* About this task *
Leaving the pictures aside, transcribe only and exactly the lines from the one with "of the white" through the end of the entries, both included.

* Data section *
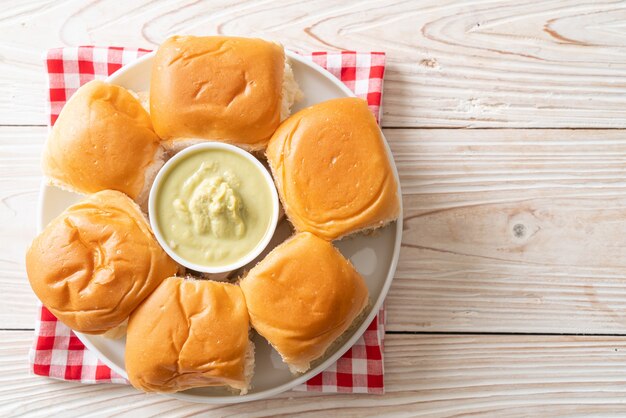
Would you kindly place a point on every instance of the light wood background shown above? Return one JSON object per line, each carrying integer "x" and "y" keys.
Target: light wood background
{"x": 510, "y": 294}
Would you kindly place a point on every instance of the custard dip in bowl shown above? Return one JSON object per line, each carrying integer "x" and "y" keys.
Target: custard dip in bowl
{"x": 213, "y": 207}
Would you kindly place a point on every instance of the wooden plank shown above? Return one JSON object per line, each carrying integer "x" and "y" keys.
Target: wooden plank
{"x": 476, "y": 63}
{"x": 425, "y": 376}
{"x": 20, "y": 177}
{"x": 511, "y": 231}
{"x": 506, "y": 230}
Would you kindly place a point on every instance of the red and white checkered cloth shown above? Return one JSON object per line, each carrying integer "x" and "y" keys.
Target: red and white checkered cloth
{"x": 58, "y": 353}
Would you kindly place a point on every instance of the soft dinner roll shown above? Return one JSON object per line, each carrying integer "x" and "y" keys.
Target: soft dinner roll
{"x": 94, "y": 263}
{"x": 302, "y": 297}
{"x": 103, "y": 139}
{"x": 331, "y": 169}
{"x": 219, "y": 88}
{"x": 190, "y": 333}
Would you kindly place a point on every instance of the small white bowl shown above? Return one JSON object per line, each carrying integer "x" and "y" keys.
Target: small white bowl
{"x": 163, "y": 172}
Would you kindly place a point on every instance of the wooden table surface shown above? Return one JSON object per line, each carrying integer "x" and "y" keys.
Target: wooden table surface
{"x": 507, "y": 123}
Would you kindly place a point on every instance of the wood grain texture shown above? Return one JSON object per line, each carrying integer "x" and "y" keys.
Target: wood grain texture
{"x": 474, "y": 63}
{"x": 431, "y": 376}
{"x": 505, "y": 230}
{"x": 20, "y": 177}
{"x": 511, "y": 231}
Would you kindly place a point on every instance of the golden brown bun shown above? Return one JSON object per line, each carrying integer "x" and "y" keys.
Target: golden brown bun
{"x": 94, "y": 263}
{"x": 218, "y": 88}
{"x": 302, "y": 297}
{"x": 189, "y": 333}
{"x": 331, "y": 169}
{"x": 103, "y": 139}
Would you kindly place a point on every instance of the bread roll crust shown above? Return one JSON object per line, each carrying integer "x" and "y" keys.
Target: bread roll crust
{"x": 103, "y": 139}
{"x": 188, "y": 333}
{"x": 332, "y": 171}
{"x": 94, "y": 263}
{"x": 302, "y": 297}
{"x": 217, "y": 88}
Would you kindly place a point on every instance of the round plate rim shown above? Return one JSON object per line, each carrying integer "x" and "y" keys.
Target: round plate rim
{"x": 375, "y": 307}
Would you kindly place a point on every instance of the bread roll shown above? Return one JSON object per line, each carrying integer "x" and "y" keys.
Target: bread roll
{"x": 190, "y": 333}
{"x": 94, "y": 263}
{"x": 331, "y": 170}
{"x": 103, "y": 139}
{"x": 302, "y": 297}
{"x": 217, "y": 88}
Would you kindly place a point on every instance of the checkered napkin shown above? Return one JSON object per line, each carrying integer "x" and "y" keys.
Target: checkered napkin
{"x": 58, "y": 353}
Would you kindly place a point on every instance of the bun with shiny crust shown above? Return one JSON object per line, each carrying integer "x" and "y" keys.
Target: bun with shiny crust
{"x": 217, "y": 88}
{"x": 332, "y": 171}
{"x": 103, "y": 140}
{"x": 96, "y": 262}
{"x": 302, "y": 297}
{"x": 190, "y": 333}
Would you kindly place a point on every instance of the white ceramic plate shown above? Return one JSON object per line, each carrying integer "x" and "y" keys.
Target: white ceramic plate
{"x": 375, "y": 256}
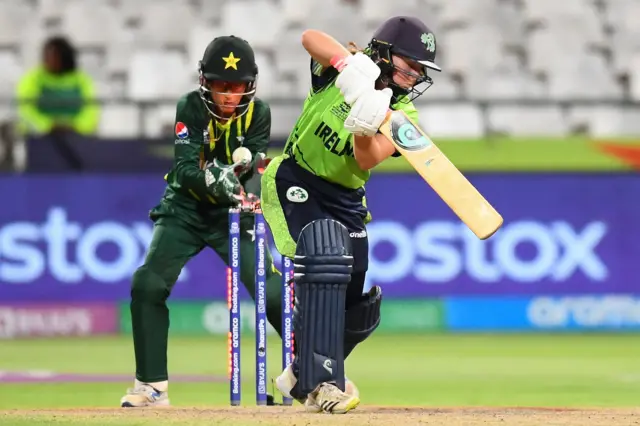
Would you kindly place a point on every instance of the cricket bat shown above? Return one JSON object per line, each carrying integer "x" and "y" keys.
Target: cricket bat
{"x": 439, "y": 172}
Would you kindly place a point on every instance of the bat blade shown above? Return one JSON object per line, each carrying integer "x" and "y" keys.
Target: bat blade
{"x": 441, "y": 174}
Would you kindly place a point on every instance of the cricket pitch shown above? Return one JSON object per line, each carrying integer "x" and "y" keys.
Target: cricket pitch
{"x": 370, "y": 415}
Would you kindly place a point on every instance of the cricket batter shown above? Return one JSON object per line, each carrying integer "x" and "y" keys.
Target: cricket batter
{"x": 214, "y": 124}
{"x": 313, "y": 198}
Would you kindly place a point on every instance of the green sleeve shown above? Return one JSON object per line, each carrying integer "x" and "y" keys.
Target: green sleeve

* Written answer *
Would you kindly place a point on every instance of the white ceramic plate shown above? Return one JSON object per line, each carrying integer "x" and "y" keys.
Target: white ceramic plate
{"x": 375, "y": 256}
Would you kindly place a point on every instance of the cricket bat shown above? Return one JSON object per line, each carrying integer "x" and "y" keys.
Target: cricket bat
{"x": 439, "y": 172}
Would you kindly place a point on every instance of the bat blade shown above? Return one JSON object per line, each carrying integer "x" and "y" keys.
Target: bat blade
{"x": 441, "y": 174}
Would you kindly place a point on every instance of the cricket pitch shown above? Return one JSON object per line, each carrying integer "x" and "y" keys.
Target: cricket pitch
{"x": 370, "y": 415}
Would you kindly place a point on every instance of the cricket batter shown above? Return one JSON object per line, each carrying integer "x" and "y" keys.
Target: cricket batter
{"x": 214, "y": 124}
{"x": 313, "y": 198}
Would you kindly place a point on every instance of the green sleeve shown above? Return one JSON object per line, each carrying integer "x" and "y" keys.
Target: green sleeve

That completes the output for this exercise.